>>>
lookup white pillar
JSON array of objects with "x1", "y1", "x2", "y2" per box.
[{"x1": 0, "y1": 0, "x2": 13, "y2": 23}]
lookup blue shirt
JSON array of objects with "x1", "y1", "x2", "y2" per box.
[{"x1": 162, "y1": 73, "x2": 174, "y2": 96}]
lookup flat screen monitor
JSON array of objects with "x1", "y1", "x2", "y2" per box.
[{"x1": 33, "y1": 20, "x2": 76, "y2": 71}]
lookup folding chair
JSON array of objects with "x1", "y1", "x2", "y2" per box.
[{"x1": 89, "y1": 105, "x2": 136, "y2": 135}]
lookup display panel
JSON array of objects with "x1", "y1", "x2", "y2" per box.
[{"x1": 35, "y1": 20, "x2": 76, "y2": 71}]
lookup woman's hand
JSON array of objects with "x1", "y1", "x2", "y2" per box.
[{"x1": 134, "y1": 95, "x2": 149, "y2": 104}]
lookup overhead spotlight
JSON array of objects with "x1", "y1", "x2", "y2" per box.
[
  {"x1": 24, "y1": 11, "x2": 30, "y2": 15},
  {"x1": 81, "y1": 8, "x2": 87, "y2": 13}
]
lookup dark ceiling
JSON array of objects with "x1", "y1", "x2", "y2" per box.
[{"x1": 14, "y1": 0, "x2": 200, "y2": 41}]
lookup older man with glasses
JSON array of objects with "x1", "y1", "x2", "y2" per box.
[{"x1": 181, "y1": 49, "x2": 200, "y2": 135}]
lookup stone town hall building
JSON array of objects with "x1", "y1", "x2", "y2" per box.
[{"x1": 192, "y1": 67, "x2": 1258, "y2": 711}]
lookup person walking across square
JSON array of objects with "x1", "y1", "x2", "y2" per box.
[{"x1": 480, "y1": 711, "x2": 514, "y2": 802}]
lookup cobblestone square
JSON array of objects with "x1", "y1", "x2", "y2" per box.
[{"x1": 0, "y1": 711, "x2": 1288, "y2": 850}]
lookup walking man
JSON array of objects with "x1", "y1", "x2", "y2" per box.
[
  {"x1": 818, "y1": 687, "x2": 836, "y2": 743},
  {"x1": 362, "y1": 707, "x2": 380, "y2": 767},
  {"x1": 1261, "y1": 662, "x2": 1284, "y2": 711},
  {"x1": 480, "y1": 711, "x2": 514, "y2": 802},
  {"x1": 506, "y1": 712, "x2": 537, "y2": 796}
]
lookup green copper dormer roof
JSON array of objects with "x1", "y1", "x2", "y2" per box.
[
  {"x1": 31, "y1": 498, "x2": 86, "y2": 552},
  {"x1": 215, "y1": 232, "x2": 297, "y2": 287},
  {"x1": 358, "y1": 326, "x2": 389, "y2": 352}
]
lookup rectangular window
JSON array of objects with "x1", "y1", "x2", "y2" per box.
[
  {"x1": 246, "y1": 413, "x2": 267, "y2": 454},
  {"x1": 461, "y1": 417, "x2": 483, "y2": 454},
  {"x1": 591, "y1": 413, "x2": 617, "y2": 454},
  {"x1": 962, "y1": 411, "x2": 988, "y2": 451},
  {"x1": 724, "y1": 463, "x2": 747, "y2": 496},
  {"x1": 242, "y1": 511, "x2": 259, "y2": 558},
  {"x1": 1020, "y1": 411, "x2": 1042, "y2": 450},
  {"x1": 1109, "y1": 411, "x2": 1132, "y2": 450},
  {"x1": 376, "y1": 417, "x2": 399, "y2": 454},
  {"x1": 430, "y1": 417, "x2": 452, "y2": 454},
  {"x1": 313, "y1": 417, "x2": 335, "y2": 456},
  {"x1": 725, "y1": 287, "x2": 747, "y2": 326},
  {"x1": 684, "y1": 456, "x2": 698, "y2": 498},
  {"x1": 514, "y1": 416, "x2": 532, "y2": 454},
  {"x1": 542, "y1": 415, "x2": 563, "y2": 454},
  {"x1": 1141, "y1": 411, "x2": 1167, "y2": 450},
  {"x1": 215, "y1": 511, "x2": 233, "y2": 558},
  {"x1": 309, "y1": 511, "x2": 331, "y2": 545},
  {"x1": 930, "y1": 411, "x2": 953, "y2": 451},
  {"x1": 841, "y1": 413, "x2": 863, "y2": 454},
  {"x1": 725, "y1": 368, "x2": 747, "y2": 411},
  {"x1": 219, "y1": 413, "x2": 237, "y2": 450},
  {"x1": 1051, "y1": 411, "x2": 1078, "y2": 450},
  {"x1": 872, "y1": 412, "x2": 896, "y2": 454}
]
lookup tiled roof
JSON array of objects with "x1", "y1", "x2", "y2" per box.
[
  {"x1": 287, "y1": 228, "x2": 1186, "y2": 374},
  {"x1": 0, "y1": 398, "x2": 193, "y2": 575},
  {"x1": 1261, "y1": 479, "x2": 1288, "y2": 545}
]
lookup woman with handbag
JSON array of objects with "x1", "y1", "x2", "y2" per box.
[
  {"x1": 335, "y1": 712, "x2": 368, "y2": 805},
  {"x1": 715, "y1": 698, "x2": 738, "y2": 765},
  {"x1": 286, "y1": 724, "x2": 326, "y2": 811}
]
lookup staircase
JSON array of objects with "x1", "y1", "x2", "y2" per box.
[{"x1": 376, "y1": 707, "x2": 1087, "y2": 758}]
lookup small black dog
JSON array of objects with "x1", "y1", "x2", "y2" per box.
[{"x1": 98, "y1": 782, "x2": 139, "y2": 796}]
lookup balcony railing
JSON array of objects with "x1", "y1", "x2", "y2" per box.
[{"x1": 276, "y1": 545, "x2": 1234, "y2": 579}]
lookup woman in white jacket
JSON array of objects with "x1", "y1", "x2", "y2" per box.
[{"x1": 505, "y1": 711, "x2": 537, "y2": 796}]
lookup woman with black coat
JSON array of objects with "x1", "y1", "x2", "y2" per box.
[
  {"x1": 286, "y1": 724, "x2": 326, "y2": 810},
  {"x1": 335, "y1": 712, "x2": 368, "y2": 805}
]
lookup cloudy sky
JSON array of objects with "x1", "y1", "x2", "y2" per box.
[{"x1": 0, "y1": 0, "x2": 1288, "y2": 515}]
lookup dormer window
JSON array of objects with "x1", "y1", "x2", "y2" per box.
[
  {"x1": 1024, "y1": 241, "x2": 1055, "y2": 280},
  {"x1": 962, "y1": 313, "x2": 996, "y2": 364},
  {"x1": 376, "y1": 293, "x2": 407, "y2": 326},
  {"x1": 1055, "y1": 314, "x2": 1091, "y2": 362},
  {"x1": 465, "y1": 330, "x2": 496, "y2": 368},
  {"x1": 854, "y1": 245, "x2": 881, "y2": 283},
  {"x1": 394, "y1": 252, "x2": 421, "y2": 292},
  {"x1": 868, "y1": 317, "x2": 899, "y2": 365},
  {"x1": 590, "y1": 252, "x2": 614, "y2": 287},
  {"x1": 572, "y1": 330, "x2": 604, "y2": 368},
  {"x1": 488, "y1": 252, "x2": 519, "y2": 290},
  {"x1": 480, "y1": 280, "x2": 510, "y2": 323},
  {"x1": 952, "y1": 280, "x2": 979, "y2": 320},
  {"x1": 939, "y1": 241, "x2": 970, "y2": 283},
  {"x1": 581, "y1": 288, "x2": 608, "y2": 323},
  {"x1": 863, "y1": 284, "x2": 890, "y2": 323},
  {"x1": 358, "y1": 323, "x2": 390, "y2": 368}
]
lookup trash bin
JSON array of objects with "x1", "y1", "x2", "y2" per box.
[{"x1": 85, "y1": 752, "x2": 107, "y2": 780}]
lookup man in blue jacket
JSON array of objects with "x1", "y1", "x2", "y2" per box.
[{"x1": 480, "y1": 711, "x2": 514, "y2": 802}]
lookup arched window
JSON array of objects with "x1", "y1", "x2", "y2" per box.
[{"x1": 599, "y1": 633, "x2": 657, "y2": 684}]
<<<
Exercise description. Count the lines in the data above that contain the string "white", treating uppercase and lowercase as different. Give only the number.

Output. 2